Santo Irineu de Lyon fala, repetidas vezes, desta pedagogia divina sobre a imagem da familiaridade mútua entre Deus e o homem: "O Verbo de Deus [...] habitou no homem e se fez Filho do homem para acostumar o homem a apreender a Deus e acostumar Deus a habitar no homem, segundo o consentimento do Pai."
II. As etapas da revelação
Desde a origem, Deus se dá a conhecer
"Deus, criando e conservando todas as coisas pelo Verbo (cf. Jo 1,3), oferece aos homens um testemunho perene de Si mesmo na criação (cf. Rm 1, 1-20) e, além disso, decidindo abrir o caminho da salvação sobrenatural, manifestou-se a Si mesmo, desde o princípio, aos nossos primeiros pais. Depois da sua queda, com a promessa de redenção, deu-lhes a esperança da salvação (cf. Gn 3,15), e cuidou continuamente do gênero humano, para dar a vida eterna a todos aqueles que, perseverando na prática das boas obras, procuram a salvação (cf. Rm 2, 6-7). No devido tempo chamou Abraão, para fazer dele pai de um grande povo (cf. Gn 12,2), povo que, depois dos patriarcas, ele instruiu, por meio de Moisés e dos profetas, para que o reconhecessem como único Deus vivo e verdadeiro, pai providente e juiz justo, e para que esperassem o Salvador prometido; assim preparou Deus através dos tempos o caminho ao Evangelho". Convidou-os a uma comunhão íntima consigo mesmo, revestindo-os de uma graça e de uma justiça resplandecentes.
Esta revelação não foi interrompida pelo pecado de nosso pais. Deus, com efeito, "após a queda deles [...], com a promessa da redenção, os consolou com a esperança da salvação e velou permanentemente pelo gênero humano, a fim de dar a vida eterna a todos aqueles que, pela perseverança na prática do bem, procuram a salvação".
"Quando pela desobediência perderam vossa amizade, não os abandonastes ao poder da morte. [...] Oferecestes, muitas vezes, aliança aos homens e às mulheres."
A Aliança com Noé
Desfeita a unidade do gênero humano pelo pecado, Deus procura, antes de tudo, salvar a humanidade, intervindo em cada uma de suas partes. A Aliança com Noé, depois do dilúvio, exprime o princípio da economia divina para com as "nações", isto é, para com os homens agrupados "segundo seu país, língua, família e nação" (Gn 10,5).
Esta ordem cósmica, social e religiosa da pluralidade das nações destina-se a limitar o orgulho de uma humanidade decaída que, unânime em sua perversidade, gostaria de construir, por si mesma, sua unidade à maneira de Babel. Contudo, devido ao pecado, o politeísmo, assim como a idolatria da nação e de seu chefe, constitui uma contínua ameaça de perversão pagã para essa economia provisória.

:: O que se pede ::
1. No trecho sobre as etapas da revelação, a que se destina a ordem cósmica, social e religiosa da pluralidade das nações?
2. Repita literalmente a parte do trecho sobre as etapas da revelação que começa em "Esta ordem cósmica, social" e termina em "essa economia provisória.".

:: Dados da listagem ::
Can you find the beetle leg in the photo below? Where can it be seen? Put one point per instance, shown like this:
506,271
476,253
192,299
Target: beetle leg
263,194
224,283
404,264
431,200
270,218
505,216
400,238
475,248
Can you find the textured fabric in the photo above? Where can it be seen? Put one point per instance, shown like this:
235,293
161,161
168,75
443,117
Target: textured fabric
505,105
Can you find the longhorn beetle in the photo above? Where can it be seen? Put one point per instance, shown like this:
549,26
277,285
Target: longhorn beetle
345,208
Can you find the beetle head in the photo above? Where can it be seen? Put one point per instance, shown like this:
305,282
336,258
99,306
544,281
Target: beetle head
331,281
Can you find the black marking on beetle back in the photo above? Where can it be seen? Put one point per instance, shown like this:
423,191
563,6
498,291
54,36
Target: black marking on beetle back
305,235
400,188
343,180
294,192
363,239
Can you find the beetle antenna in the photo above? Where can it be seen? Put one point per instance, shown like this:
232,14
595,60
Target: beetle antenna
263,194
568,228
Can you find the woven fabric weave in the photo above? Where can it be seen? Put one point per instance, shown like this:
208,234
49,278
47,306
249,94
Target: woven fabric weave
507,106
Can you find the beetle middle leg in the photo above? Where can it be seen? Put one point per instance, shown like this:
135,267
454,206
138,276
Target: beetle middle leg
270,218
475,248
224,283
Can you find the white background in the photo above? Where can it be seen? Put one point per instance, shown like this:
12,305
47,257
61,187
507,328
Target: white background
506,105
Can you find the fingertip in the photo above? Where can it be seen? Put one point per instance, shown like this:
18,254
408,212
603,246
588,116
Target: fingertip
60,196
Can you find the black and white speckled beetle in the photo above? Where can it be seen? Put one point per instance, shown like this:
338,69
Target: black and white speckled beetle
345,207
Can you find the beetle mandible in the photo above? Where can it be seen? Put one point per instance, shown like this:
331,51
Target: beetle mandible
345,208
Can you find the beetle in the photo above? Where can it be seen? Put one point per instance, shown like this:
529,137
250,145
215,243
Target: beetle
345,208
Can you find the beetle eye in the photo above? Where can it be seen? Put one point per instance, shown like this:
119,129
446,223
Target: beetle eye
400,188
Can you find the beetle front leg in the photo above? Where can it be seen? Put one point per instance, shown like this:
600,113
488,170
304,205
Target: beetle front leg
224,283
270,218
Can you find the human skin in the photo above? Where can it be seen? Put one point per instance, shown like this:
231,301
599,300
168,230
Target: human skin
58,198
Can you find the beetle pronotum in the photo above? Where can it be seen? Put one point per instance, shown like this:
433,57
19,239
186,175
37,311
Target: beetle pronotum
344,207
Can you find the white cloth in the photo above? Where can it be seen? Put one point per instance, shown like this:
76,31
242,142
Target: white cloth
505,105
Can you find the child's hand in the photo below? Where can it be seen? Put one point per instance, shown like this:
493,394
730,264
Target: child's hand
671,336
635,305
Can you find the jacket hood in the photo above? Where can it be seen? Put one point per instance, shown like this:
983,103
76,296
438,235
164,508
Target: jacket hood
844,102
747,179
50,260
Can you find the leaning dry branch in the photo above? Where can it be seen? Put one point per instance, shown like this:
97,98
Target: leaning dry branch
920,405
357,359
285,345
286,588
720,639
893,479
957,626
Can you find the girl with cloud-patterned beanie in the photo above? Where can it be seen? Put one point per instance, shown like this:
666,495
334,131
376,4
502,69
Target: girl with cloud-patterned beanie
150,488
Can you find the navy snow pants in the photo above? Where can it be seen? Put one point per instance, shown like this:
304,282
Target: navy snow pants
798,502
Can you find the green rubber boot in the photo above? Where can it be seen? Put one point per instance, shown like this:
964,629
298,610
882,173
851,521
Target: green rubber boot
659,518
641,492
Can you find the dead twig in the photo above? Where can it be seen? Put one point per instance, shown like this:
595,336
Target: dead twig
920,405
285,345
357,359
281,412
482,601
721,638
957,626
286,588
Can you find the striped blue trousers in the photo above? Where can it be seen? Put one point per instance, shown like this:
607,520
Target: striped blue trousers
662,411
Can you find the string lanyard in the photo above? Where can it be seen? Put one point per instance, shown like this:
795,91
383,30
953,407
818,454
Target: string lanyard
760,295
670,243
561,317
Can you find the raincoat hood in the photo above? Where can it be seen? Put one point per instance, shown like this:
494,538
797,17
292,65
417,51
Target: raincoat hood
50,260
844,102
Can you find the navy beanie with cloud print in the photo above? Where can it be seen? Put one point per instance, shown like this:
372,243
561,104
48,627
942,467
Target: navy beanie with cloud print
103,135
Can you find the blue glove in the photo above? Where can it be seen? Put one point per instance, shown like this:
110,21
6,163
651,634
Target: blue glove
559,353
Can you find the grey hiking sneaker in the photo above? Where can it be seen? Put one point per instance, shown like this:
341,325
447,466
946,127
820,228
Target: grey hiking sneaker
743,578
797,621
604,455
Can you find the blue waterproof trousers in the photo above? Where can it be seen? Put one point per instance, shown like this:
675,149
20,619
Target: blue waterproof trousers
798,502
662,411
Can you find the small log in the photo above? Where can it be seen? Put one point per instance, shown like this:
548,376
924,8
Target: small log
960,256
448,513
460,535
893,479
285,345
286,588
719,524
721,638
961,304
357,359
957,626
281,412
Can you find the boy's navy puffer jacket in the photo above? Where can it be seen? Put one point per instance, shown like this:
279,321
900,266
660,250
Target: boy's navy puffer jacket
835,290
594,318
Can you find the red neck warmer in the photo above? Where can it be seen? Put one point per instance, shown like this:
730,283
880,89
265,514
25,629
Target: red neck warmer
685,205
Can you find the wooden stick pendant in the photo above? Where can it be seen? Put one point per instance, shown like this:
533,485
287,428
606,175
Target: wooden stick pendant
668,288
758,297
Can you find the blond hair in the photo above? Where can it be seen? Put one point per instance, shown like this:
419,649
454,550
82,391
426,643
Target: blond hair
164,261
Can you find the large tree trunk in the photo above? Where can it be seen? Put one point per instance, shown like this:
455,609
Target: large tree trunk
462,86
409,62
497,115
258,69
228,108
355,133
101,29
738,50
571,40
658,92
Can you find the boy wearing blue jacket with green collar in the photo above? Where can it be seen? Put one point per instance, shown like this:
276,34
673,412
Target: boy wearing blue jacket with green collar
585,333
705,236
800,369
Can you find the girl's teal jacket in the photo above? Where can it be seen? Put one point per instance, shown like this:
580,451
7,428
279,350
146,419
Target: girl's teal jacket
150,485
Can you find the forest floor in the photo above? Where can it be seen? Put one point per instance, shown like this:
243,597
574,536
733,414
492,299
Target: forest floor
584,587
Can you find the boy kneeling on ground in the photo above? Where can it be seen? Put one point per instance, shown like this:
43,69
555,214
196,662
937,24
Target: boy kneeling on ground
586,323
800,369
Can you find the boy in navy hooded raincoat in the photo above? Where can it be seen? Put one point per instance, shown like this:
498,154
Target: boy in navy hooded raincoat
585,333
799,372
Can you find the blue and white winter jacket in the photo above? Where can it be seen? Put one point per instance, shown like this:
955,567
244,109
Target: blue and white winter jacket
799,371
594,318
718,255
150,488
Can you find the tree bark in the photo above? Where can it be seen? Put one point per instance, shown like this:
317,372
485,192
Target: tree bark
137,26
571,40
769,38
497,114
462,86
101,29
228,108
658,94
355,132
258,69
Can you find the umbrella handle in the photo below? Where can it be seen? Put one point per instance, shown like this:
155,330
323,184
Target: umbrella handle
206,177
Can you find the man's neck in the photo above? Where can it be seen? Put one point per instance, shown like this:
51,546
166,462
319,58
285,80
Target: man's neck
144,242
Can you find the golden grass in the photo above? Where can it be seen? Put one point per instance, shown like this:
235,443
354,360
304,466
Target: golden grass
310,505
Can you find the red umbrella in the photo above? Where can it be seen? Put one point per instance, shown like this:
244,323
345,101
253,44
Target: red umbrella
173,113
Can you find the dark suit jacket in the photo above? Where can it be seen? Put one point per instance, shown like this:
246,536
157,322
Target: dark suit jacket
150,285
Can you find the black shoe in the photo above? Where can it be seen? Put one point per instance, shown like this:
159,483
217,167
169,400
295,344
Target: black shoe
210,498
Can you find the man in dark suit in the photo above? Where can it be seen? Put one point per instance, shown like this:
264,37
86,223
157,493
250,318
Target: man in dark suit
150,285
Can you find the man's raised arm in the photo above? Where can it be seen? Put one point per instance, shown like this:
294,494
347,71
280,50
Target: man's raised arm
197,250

:: Respostas por tarefa ::
1. Destina-se a limitar o orgulho de uma humanidade decaída.

2.
Esta ordem cósmica, social e religiosa da pluralidade das nações destina-se a limitar o orgulho de uma humanidade decaída que, unânime em sua perversidade, gostaria de construir, por si mesma, sua unidade à maneira de Babel. Contudo, devido ao pecado, o politeísmo, assim como a idolatria da nação e de seu chefe, constitui uma contínua ameaça de perversão pagã para essa economia provisória.